● Your task
From the hyperthreading discussion below, reproduce word for word the part that opens with the words containing "Thanks for posting" and closes with "problem lies elsewhere.".

● Document text

Thanks for posting this. Please do keep us in the loop with any microcode updates that become available for UnRAID.

 

My Skylake based machine has been suffering from intermittent crashes for no discernible reason since the get go, specifically when hyperthreading is enabled, so looking forward to seeing whether a microcode update will fix it. I doubt my board manufacturer will release a Bios update this late in the game :(

 

giant -

 

Are you taking the advice to disable hyperthreading? If you were having issues and disabling the hyperthreading resolves them, it would be overwhelmingly likely that you are being impacted by the bug. But if disabling hyperthreading does not resolve the issues, you similarly have pretty overwhelming evidence that the problem lies elsewhere.

 

I remember early in the hyperthreading era, that hyperthreading was actually detrimental to performance, and it was recommended to disable it. I just did another search and it seems very dependent on the nature of the applications that are running whether hyperthreading is of value or not. The more things you run, it seems, the more likely it will have a positive impact.

● Raw data
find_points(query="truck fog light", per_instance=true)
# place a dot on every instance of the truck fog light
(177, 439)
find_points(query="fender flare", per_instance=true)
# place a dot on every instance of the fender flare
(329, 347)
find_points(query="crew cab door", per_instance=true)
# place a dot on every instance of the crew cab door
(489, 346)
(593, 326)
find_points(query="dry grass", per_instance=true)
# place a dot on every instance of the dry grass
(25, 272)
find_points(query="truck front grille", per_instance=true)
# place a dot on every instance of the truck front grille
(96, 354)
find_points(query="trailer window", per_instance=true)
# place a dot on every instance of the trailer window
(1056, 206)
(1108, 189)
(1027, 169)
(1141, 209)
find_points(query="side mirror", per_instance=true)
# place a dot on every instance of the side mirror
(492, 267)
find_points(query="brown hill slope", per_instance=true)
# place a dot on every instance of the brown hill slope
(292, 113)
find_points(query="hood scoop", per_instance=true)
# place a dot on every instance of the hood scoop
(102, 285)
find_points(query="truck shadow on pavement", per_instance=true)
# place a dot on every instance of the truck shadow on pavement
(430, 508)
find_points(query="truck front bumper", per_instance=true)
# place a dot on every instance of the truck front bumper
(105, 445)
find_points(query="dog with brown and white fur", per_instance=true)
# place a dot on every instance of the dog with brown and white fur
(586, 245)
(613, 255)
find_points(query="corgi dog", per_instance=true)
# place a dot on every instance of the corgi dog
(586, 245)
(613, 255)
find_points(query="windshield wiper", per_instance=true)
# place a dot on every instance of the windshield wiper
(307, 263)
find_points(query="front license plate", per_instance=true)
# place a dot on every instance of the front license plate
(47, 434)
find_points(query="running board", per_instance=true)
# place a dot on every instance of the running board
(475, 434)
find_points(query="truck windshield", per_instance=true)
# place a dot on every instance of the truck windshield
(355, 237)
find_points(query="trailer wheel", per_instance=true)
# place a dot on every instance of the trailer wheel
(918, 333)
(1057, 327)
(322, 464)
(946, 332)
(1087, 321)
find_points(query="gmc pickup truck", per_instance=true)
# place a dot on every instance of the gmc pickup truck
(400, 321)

● Expected answer
Thanks for posting this. Please do keep us in the loop with any microcode updates that become available for UnRAID.

 

My Skylake based machine has been suffering from intermittent crashes for no discernible reason since the get go, specifically when hyperthreading is enabled, so looking forward to seeing whether a microcode update will fix it. I doubt my board manufacturer will release a Bios update this late in the game :(

 

giant -

 

Are you taking the advice to disable hyperthreading? If you were having issues and disabling the hyperthreading resolves them, it would be overwhelmingly likely that you are being impacted by the bug. But if disabling hyperthreading does not resolve the issues, you similarly have pretty overwhelming evidence that the problem lies elsewhere.